• **Excerto fornecido**:
---
Portugal é dos países da Europa com um índice mais elevado de depressões diagnosticadas, e isto é apenas a ponta visível de um imenso e assustador icebergue. Segundo dados de 2019, mais de 400 mil portugueses sofrem ou sofreram de depressão, e estamos a falar de um período pré-Covid 19. Depois do desaparecimento do Pedro, muitas figuras públicas assumiram as suas fragilidades, relevando que, em algum momento das suas vidas, já sofreram de depressão.
Mas afinal o que é depressão? É, antes de tudo e depois de tudo, uma doença, silenciosa e invisível, como são tantas doenças perigosas que podem tornar-se letais. As doenças graves têm de ser tratadas, não são como uma gripe, que pode passar ao fim de sete dias com remédios e ao fim de uma semana sem remédios. A depressão é o aperto no peito que nos tira o ar e nos rouba a alegria, que se instala como um inimigo dentro da cabeça, que corre no sangue, acabando por minar todas as células. Não a enfrentarmos pode dar cabo de nós para sempre.
Talvez o Pedro se tenha cansado de ser super-herói. E se isso aconteceu, é apenas humano. Ninguém consegue ser perfeito, correto, atento, disponível, competente e exemplar 365 dias por ano, setes dias por semana, 24 sobre 24 horas por dia. Não somos máquinas, somos seres humanos, é próprio do ser humano ter falhas, viver em incoerência, sofrer com a ambivalência, não ter o coração alinhado com a cabeça, não distinguir o sonho da realidade, desejar ardentemente uma coisa e o seu contrário. A perfeição é um falácia, uma armadilha, um monstro inventado pela sociedade moderna, uma espécie de tirania da virtude sem o peso da moral judaico-cristã, que nos tenta obrigar a fazer sempre tudo bem todo os dias, e a fingir que está tudo bem, mesmo quando não está.
Num tempo em que devíamos, mais do que nunca, parar para pensar, em vez de irmos para as esplanadas ignorar o vírus maldito, vale e pena ouvir o coração e tentar perceber onde reside a nosso bem-estar. Se não conseguirmos alcançar uma conclusão satisfatória, podemos fazer o exercício inverso, tentando perceber aquilo que boicota o nosso bem-estar, para tentar evitar ir por esse caminho.
---
• **Material fornecido**:
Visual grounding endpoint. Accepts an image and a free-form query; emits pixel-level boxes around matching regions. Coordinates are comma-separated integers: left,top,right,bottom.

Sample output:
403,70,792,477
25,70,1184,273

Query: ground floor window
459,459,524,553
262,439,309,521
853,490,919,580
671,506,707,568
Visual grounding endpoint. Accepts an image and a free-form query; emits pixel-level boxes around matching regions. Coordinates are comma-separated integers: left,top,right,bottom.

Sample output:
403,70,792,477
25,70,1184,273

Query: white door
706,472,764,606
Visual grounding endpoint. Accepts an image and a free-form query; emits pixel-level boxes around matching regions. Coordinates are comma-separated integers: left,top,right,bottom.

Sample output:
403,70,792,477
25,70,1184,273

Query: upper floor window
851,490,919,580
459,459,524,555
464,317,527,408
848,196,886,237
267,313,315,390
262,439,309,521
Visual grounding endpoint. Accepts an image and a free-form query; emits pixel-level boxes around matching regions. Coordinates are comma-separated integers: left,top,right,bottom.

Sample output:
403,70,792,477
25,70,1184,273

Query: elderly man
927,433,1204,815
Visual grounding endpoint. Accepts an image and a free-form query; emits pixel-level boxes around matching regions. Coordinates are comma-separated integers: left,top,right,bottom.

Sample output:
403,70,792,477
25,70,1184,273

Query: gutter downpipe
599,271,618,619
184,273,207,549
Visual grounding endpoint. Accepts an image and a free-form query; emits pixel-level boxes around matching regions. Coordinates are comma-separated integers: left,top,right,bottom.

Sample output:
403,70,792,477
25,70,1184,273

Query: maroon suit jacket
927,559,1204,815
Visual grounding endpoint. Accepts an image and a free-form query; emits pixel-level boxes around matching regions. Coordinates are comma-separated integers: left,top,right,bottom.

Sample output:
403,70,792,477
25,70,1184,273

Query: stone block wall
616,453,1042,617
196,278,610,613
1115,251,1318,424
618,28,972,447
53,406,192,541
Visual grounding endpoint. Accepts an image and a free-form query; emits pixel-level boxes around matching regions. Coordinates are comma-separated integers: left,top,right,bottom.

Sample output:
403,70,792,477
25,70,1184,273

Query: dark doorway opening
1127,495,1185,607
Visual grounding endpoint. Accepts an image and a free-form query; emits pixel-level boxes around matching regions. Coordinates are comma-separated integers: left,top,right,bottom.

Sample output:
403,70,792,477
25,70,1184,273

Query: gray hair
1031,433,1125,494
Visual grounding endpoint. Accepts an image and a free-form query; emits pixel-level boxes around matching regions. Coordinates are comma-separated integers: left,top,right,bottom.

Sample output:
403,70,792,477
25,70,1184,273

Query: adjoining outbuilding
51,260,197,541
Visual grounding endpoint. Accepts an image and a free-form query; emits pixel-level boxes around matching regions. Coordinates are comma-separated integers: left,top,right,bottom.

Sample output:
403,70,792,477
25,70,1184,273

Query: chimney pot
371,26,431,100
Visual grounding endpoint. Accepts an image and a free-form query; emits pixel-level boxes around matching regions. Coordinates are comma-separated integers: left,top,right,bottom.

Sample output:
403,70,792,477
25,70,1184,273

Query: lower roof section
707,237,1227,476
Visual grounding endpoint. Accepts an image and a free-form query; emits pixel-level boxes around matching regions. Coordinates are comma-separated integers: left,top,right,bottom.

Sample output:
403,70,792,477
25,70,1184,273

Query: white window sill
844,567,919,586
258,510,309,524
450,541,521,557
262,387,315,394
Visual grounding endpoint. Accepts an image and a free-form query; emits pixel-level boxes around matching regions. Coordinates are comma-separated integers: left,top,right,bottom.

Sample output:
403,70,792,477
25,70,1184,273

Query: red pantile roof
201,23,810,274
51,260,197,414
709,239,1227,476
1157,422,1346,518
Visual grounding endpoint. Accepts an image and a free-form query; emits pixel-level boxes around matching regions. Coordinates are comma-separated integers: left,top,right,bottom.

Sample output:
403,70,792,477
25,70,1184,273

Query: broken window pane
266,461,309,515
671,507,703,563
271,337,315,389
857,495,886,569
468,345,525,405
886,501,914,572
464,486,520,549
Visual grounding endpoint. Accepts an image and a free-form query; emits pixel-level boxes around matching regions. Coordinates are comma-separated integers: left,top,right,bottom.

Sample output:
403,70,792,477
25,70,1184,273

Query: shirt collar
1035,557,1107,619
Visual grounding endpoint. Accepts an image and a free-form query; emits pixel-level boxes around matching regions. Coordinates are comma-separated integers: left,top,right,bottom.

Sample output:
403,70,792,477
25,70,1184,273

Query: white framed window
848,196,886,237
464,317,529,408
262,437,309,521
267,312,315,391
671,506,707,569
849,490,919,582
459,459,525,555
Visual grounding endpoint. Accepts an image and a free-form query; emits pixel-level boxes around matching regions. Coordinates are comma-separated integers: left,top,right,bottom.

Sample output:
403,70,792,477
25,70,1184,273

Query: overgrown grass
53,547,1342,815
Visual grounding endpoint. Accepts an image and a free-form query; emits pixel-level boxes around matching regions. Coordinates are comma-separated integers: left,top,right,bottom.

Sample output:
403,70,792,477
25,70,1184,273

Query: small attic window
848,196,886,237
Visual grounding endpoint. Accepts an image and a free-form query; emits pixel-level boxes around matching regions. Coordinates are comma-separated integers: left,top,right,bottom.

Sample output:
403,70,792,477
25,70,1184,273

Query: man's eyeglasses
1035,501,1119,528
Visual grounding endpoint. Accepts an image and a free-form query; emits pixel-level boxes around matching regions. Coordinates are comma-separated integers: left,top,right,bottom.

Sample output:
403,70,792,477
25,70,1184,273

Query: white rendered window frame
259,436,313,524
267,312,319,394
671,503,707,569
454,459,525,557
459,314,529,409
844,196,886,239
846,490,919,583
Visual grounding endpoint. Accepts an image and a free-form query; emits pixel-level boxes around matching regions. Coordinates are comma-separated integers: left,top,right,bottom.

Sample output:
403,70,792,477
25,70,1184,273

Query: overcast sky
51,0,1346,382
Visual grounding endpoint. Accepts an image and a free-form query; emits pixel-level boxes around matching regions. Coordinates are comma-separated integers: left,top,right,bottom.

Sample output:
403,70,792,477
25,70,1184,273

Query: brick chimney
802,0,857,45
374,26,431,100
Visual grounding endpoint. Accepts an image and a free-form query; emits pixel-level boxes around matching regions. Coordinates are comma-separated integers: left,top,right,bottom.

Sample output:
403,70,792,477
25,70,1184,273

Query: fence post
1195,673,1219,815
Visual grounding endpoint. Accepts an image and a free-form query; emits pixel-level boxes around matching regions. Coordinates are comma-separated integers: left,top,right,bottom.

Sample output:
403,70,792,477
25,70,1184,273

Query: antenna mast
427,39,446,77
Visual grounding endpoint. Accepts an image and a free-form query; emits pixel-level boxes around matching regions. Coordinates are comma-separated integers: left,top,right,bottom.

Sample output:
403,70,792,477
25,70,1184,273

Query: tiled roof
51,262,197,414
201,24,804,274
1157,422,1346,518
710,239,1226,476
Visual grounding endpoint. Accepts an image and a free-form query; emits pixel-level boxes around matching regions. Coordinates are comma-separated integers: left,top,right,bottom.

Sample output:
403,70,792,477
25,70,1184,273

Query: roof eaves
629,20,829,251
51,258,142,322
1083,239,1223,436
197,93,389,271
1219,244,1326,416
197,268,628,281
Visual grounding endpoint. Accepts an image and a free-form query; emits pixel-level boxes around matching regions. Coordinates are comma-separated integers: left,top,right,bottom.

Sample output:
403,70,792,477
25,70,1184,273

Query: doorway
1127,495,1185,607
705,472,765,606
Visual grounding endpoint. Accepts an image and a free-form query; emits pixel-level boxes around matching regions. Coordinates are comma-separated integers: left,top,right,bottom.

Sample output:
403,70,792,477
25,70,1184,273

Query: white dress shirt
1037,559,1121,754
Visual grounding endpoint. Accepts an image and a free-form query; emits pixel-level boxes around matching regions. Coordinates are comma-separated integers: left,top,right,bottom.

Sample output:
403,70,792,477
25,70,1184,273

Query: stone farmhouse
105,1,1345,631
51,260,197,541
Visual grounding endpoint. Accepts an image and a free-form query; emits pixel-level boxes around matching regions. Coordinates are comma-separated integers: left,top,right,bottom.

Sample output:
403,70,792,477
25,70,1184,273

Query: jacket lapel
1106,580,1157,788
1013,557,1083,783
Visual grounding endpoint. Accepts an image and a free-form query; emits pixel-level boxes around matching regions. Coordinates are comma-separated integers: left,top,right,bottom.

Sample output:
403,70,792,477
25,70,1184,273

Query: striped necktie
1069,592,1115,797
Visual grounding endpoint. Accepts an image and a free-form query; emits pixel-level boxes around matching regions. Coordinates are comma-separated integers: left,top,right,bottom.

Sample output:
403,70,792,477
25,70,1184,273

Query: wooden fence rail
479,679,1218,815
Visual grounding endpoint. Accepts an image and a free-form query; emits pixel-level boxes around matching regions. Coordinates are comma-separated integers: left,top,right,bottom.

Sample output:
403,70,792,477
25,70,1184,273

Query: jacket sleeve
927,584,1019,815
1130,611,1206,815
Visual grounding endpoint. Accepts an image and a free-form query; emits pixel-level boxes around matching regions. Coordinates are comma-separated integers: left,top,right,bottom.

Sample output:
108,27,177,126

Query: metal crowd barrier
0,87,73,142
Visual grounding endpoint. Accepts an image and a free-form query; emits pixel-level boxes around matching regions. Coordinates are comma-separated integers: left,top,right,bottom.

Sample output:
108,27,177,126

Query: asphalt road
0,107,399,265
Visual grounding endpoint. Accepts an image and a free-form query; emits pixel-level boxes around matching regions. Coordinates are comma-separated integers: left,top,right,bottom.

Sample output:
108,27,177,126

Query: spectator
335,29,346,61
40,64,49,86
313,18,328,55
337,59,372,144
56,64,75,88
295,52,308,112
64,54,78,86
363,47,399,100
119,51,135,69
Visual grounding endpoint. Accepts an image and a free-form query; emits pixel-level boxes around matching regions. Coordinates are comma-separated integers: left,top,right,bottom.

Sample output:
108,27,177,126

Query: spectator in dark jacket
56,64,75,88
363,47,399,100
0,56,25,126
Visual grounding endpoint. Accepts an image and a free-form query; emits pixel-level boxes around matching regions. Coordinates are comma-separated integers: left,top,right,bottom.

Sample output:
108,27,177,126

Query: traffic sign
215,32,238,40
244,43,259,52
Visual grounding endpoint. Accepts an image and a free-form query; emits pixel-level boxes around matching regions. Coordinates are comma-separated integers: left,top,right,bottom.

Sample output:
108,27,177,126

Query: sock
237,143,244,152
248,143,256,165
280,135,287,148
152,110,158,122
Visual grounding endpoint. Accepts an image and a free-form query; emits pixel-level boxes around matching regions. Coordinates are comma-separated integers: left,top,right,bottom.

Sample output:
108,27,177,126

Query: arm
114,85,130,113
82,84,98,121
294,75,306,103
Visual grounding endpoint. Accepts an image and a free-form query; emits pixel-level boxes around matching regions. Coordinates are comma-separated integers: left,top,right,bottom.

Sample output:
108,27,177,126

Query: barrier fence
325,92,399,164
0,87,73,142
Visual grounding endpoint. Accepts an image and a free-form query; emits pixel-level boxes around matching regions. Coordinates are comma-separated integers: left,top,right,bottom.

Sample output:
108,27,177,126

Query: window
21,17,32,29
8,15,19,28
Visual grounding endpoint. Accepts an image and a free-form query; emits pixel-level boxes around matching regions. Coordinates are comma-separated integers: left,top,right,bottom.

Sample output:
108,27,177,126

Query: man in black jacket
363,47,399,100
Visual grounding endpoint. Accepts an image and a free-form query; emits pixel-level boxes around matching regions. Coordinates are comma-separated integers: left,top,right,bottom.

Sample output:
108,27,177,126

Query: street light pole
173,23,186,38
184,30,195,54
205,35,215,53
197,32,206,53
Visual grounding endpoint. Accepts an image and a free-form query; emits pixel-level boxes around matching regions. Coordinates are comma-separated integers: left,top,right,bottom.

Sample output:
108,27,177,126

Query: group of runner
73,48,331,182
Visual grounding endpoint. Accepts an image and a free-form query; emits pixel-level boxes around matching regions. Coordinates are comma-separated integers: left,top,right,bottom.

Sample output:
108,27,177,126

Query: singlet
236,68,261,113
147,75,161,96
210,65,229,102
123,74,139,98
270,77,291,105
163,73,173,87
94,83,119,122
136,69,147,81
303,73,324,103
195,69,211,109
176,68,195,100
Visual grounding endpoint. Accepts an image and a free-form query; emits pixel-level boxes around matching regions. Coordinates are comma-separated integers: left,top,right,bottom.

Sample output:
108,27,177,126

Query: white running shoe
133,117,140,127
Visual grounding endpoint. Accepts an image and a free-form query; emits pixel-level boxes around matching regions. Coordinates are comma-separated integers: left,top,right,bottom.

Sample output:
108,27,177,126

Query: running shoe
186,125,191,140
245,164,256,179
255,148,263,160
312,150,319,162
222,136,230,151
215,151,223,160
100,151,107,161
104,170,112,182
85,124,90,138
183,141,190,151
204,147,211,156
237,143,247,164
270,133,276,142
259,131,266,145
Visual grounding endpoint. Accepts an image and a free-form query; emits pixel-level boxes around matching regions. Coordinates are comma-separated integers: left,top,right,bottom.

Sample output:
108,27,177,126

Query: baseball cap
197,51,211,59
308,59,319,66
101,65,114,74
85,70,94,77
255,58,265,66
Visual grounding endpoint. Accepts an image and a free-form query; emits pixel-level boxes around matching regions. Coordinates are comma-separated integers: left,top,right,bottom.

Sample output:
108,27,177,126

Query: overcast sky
---
• **Requisito 1**:
Segundo o excerto sobre a depressão, quantos portugueses sofrem ou sofreram de depressão de acordo com os dados de 2019?
• **Requisito 2**:
Prossiga o excerto sobre a depressão a partir da última frase apresentada.
As linhas não são necessárias para o que se pede.

• **Resultado esperado 1**:
Mais de 400 mil portugueses.

• **Resultado esperado 2**:
Nem sequer falo de felicidade, que é outra das grandes pragas dos tempos modernos, e que nos faz ficar infelizes, fixados nas únicas coisas que nos faltam, em vez de nos alegramos com todas as outras que já temos. Refiro-me ao bem-estar do quotidiano, aceitando aquilo que não conseguimos mudar, saboreando os abraços e os gelados possíveis, guardando todos os dias o que de melhor a vida nos dá e esperando sempre o melhor daqueles que amamos, mas e sobretudo de nós mesmos, para aprendermos a ser o nosso melhor amigo em vez atuarmos como o nosso maior carrasco.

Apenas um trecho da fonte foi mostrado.